Page text
- - -
In practice, healthcare networks have wide-ranging equipment and devices often running on old operating systems such as Windows XP and Linux. These systems are exposed to dozens of vulnerabilities that have been identified and reported on extensively. This is the warning shot to HDOs that their medical equipment is even more vulnerable to a breach. With so many devices, communication protocols and varying patching cycle, it’s imperative that the solution can carry out the following best practices:
• Keep an updated inventory of all connected medical devices and other IOT assets
• Introduce a viable risk assessment process that outlines the most important assets in the environment
• Segment critical assets to significantly decrease the attack surface

Not all security solutions are created equal
Discovery of medical devices and clinical policy enforcement requires a very granular understanding of each individual medical device and its unique behaviors. To reach that level of granularity requires decoding the different proprietary protocols that the multitude of manufacturers use. Deep packet inspection is the only technique that provides that capability; machine learning and artificial intelligence can’t.

Most organizations have state-of-the-art and powerful enforcement solutions such as NGFWs and NACs. But it’s not clear to them which policies are to be enforced or the best practices. Those questions are usually pushed to professional services vendors and clients from the manufacturers. In a general IoT setting, those answers are already defined and generally accepted. In a clinical setting, it’s almost non-existent. A security vendor has to be able to understand the device protocols and clinical workflows, which come from deep packet inspection, in order to set clinically-based based policies. With those, HDOs know what is allowed on the network, which policies should be enforced and which devices are vulnerable and therefore should be prohibited from going on the network.

Having the visibility data and policy profiles based on clinical workflows also drives network segmentation enforcement. For instance, a NAC can now be leveraged to segment different clinical devices of different device types to disallow communication with each other. A firewall can be leveraged to allow some internet communications to certain web domains and disallow others.

Understanding the details about a device security solution will ensure it can support all of your security initiatives from an IT, IS and clinical engineering perspective, and will make the existing infrastructure far more effective in a clinical setting.
- - -
Given information
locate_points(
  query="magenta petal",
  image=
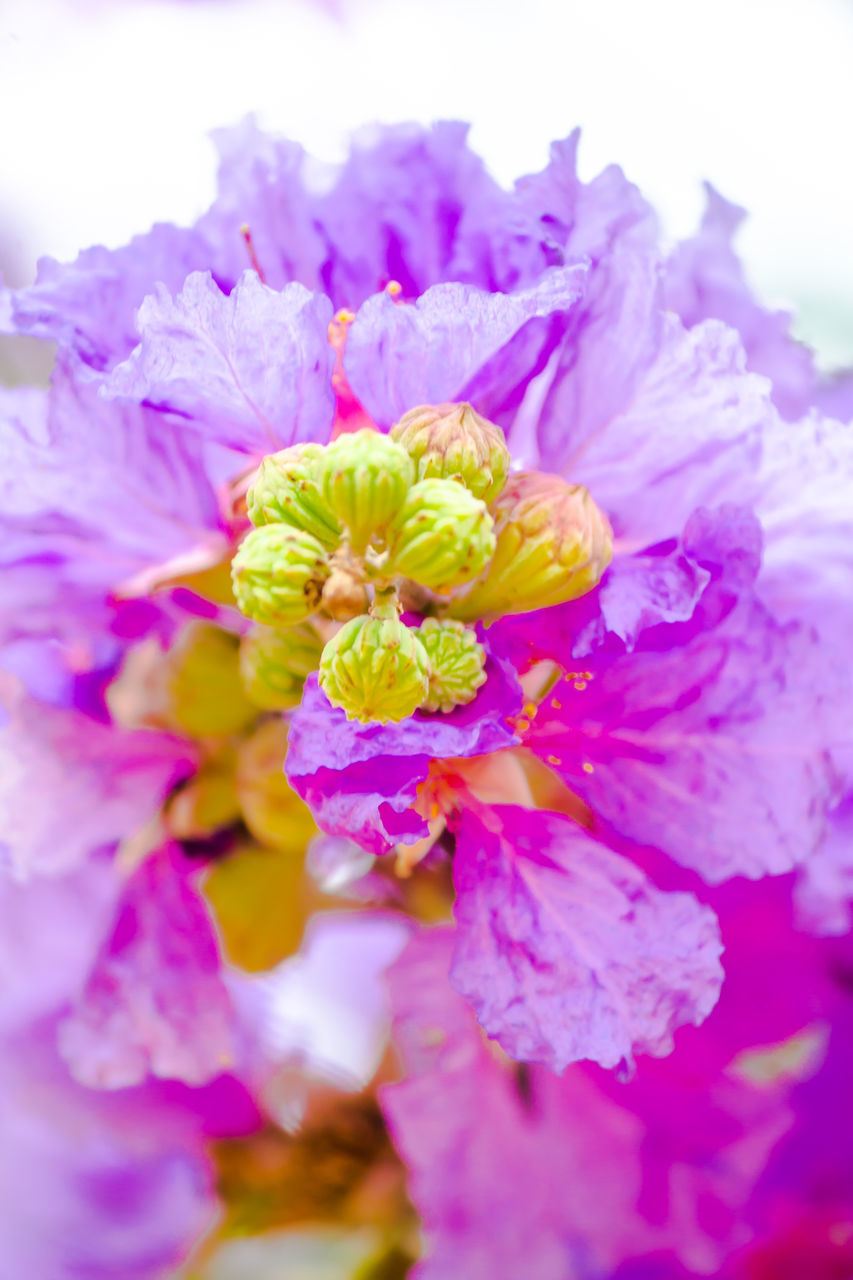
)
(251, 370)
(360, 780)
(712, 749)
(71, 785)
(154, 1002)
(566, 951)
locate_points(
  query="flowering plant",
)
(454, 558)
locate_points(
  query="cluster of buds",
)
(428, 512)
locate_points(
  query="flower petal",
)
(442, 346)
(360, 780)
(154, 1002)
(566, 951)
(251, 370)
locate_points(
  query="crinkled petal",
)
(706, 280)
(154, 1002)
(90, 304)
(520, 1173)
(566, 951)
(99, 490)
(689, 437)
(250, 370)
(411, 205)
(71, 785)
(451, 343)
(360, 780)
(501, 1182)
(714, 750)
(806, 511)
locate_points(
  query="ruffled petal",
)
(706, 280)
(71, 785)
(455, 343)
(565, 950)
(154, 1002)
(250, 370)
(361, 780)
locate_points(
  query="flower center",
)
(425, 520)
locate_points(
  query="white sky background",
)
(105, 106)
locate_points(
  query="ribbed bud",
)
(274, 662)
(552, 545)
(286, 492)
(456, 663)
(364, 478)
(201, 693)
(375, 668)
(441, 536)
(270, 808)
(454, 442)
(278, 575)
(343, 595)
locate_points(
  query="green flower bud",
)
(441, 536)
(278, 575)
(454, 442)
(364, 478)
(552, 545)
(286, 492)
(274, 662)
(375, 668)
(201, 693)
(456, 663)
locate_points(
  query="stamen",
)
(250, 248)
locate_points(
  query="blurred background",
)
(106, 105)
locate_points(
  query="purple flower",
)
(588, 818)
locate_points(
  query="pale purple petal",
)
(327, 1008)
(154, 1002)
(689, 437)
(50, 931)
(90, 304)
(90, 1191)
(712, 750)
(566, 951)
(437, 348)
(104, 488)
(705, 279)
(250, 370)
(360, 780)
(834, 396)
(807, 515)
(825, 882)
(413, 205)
- - -
Task
Answer these questions using the text on medical device security.
1. Which two older operating systems does it name as common on healthcare network equipment?
2. Which technique does it call the only one that provides the capability to decode manufacturers' proprietary protocols?
3. What can a firewall be leveraged to do with internet communications?

Answer below
1. Windows XP and Linux.
2. Deep packet inspection.
3. Allow some internet communications to certain web domains and disallow others.